• **TO DO**
Say whether each statement agrees with the North Carolina fishing seasons text below, answering yes or no and quoting the text's deciding words: (a) tuna bite all year, (b) billfish peak in winter, (c) the guide covers the fishing seasons month by month.

• **GIVEN PASSAGE**
=== Section Start ===

Before deciding where and when to cast your line, you want to know what’s biting when. No matter what kind of fishing you’re looking to try, we have you covered below. We’ll give you a rundown of all fishing seasons in North Carolina, going month-by-month in this in-depth guide. By the time you’re done reading, we’re sure you’ll either be reaching for your rod or booking your next visit. So let’s get started!

What to Expect from North Carolina Fishing Seasons

Diverse is the best term to describe fishing in North Carolina, and that goes for its fishing seasons, too. Whenever you visit, there’ll be something biting from the rivers to the lakes, and out to the Atlantic Ocean. But the specific fish that pass by – or at least hit their peak – will vary month-by-month. And it all depends on whether you want to try saltwater or freshwater fishing.

Saltwater Fishing

In the saltwater world, there’s always something biting. As you can see below, some inshore favorites are available year-round. That means that a trip to the OBX’s inshore sounds is always in the cards. It also goes for the bays on the state’s southern coast too.

Species Jan Feb Mar Apr May Jun Jul Aug Sep Oct Nov Dec
Amberjack Good Good Good Good Good Good Good Good Good Good Good Good
Black Drum Great Great Great Great Great Great Great Great Great Great Great Great
Bluefish Great Great Great Great Great Great Great Great Great Great Great Great
Cobia Weak Weak Weak Good Good Great Great Great Good Fair Weak Weak
Flounder Weak Weak Weak Fair Good Good Good Great Great Great Good Weak
Kingfish Fair Fair Fair Good Good Great Great Great Good Fair Fair Fair
Mahi Mahi Fair Fair Fair Fair Good Great Great Great Great Good Fair Fair
Marlin Weak Weak Weak Fair Good Great Great Great Great Good Fair Weak
Redfish Great Great Great Great Great Great Great Great Great Great Great Great
Sailfish Weak Weak Weak Weak Fair Good Great Great Great Good Fair Weak
Speckled Trout Great Great Great Great Great Great Great Great Great Great Great Great
Tarpon Weak Weak Weak Weak Good Great Great Great Great Great Good Weak
Tuna Great Great Great Great Great Great Great Great Great Great Great Great
Wahoo Weak Weak Weak Fair Good Great Great Great Great Great Good Fair

But if you’re looking for an offshore adventure, you’d better choose what you want to target carefully. Tuna are biting year-round, with Bluefin Tuna even available in winter – although the weather conditions may not be great. Billfish, meanwhile, peak in summer, and go on through the start of fall, along with Mahi Mahi, Wahoo, and more.

=== Section End ===

• **INFORMATION SUPPLIED**
=== Section Start ===

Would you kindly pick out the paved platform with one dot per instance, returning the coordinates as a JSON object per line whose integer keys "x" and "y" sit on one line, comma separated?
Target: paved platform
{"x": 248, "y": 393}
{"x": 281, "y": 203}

=== Section End ===

• **COMPLETED TASK**
(a) Yes: "Tuna are biting year-round, with Bluefin Tuna even available in winter"
(b) No: "Billfish, meanwhile, peak in summer, and go on through the start of fall"
(c) Yes: "going month-by-month in this in-depth guide"